> MATERIAL PROVIDED:

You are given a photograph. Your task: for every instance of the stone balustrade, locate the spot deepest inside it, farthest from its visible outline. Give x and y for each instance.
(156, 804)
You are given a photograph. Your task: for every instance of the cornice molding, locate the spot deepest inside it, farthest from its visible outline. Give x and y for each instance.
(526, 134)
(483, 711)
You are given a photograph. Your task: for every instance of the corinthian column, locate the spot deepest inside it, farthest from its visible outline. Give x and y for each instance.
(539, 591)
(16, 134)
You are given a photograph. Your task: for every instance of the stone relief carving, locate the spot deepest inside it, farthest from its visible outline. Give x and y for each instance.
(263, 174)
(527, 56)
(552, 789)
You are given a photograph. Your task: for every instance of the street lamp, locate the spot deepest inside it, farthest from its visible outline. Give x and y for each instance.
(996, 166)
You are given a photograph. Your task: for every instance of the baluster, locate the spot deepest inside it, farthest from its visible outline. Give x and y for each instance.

---

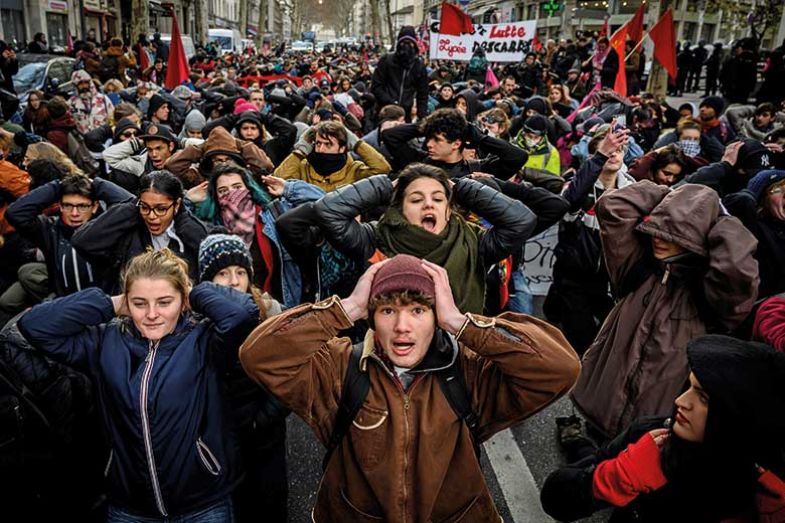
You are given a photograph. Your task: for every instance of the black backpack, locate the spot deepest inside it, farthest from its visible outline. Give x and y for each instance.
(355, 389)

* * *

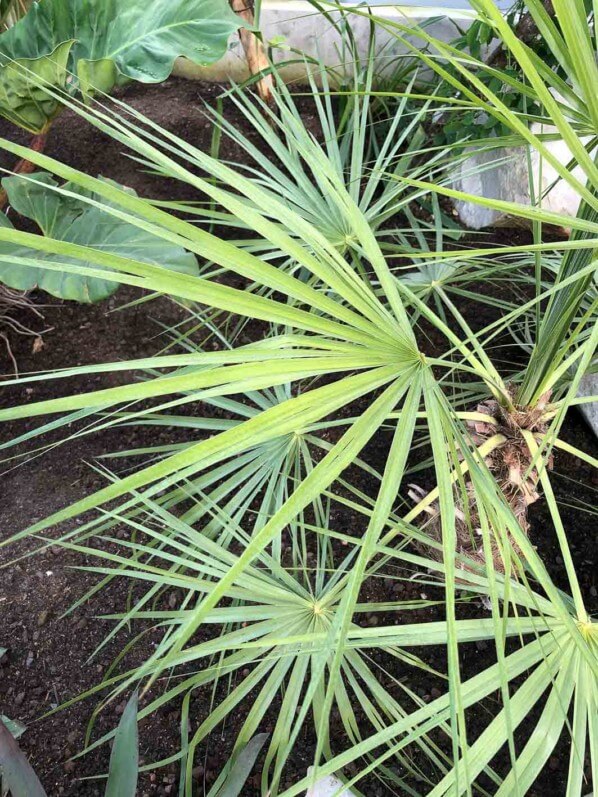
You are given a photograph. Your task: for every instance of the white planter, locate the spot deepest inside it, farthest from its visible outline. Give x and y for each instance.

> DIRECTIONS FOR THIS TASK:
Please make an exact copy of the lines above from the line with "of the street" through the line with "the baluster, locate", both ends included.

> RESULT FOR THIS EXERCISE:
You are given a photograph. Your task: for every instance of the street lamp, locate the spot deepest inside it, farthest from its visible outline. Give x and y for each instance.
(996, 166)
You are given a photograph. Your task: for every instance of the baluster, locate the spot deepest inside it, farthest from its visible outline. Give x and y for each instance.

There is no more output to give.